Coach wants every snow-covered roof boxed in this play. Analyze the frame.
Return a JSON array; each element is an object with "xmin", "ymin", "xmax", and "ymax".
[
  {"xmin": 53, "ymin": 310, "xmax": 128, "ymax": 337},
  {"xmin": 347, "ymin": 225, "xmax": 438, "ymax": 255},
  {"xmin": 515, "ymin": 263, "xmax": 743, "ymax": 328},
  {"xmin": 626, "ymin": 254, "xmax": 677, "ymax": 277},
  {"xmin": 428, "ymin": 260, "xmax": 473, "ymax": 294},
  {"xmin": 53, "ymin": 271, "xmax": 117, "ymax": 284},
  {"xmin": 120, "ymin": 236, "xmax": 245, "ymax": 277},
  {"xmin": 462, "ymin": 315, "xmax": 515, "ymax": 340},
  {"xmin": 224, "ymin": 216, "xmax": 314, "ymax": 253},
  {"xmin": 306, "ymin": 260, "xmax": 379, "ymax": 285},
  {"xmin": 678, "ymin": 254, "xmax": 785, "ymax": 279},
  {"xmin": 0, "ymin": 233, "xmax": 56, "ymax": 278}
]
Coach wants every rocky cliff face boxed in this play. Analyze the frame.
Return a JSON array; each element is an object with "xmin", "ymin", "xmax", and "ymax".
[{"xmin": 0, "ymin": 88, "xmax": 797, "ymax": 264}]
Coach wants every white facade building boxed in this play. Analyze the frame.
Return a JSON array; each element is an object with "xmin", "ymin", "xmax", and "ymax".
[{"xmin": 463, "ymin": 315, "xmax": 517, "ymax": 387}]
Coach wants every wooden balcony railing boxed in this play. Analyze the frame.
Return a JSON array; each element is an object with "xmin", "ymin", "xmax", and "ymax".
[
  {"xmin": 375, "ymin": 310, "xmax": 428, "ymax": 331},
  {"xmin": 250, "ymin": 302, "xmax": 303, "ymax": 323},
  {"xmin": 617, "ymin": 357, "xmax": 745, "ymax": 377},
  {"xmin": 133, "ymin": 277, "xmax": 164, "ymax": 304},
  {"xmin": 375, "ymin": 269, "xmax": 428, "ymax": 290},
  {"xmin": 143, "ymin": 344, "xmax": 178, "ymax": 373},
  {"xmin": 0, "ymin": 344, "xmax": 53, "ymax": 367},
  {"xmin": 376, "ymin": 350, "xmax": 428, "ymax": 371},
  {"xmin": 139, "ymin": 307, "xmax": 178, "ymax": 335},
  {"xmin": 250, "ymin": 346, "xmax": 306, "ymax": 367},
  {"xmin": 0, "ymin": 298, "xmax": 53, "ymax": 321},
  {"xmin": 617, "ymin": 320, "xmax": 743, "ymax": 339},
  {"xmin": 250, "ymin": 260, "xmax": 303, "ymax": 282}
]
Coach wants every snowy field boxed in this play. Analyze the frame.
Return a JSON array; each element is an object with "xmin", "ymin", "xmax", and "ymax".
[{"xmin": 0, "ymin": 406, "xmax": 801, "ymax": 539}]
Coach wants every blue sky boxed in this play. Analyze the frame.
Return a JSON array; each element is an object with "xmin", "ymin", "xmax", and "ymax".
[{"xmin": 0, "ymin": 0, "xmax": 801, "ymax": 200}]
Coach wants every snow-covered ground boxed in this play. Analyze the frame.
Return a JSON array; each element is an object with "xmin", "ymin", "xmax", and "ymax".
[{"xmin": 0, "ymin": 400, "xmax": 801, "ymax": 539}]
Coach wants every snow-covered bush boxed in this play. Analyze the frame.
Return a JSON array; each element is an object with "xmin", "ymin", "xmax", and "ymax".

:: PROBLEM REQUIREMENTS ::
Copy out every line of the listing above verbatim, with no changes of any kind.

:: TASK RESPONSE ::
Coach wants every snow-covered roof boxed in this play. Analyze the frame.
Return a JSON array; each element is an object with "xmin", "ymin", "xmax", and "ymax".
[
  {"xmin": 53, "ymin": 310, "xmax": 128, "ymax": 337},
  {"xmin": 347, "ymin": 225, "xmax": 438, "ymax": 255},
  {"xmin": 515, "ymin": 263, "xmax": 743, "ymax": 328},
  {"xmin": 626, "ymin": 254, "xmax": 677, "ymax": 277},
  {"xmin": 428, "ymin": 260, "xmax": 473, "ymax": 294},
  {"xmin": 53, "ymin": 271, "xmax": 117, "ymax": 284},
  {"xmin": 120, "ymin": 236, "xmax": 245, "ymax": 277},
  {"xmin": 462, "ymin": 315, "xmax": 515, "ymax": 340},
  {"xmin": 224, "ymin": 216, "xmax": 314, "ymax": 253},
  {"xmin": 306, "ymin": 260, "xmax": 379, "ymax": 285},
  {"xmin": 678, "ymin": 254, "xmax": 785, "ymax": 279},
  {"xmin": 0, "ymin": 233, "xmax": 56, "ymax": 278}
]
Coach wants every rocky cliff face boxed in this play. Analyze the frame.
Return a JSON array; each element is an object with "xmin", "ymin", "xmax", and "ymax".
[{"xmin": 0, "ymin": 88, "xmax": 797, "ymax": 264}]
Coach wants every white facade building boxed in this play. Analyze the frame.
Return a JSON array; each element is an object with "xmin", "ymin", "xmax", and "ymax".
[{"xmin": 463, "ymin": 315, "xmax": 517, "ymax": 387}]
Coach wants every wooden balcony railing boxed in this play. Analyze the frame.
Return a JSON array; each element is an object with "xmin", "ymin", "xmax", and "ymax".
[
  {"xmin": 375, "ymin": 310, "xmax": 428, "ymax": 331},
  {"xmin": 250, "ymin": 302, "xmax": 303, "ymax": 323},
  {"xmin": 617, "ymin": 357, "xmax": 745, "ymax": 377},
  {"xmin": 133, "ymin": 277, "xmax": 164, "ymax": 304},
  {"xmin": 375, "ymin": 269, "xmax": 428, "ymax": 290},
  {"xmin": 143, "ymin": 344, "xmax": 178, "ymax": 373},
  {"xmin": 0, "ymin": 344, "xmax": 53, "ymax": 367},
  {"xmin": 376, "ymin": 350, "xmax": 428, "ymax": 371},
  {"xmin": 139, "ymin": 307, "xmax": 178, "ymax": 335},
  {"xmin": 250, "ymin": 346, "xmax": 306, "ymax": 367},
  {"xmin": 0, "ymin": 298, "xmax": 53, "ymax": 321},
  {"xmin": 617, "ymin": 320, "xmax": 743, "ymax": 339},
  {"xmin": 250, "ymin": 260, "xmax": 303, "ymax": 282}
]
Coach wants every snowy field boxed in this play. Analyze the frame.
Return a JSON array; each element is an object with "xmin", "ymin", "xmax", and "ymax".
[{"xmin": 0, "ymin": 406, "xmax": 801, "ymax": 539}]
Coach wants every blue sky boxed in this play. Analyze the frame.
Return a JSON array; each element is an object with "xmin", "ymin", "xmax", and "ymax".
[{"xmin": 0, "ymin": 0, "xmax": 801, "ymax": 200}]
Coach wants every snow-covered ground boxed in this play. Analyze the frame.
Return a JSON array; each element is an object with "xmin", "ymin", "xmax", and "ymax".
[{"xmin": 0, "ymin": 400, "xmax": 801, "ymax": 539}]
Coach wants every snow-covered bush boxed in this play. Analyze the frame.
Return a JSON array; each element is an object with "xmin", "ymin", "xmax", and "ymax".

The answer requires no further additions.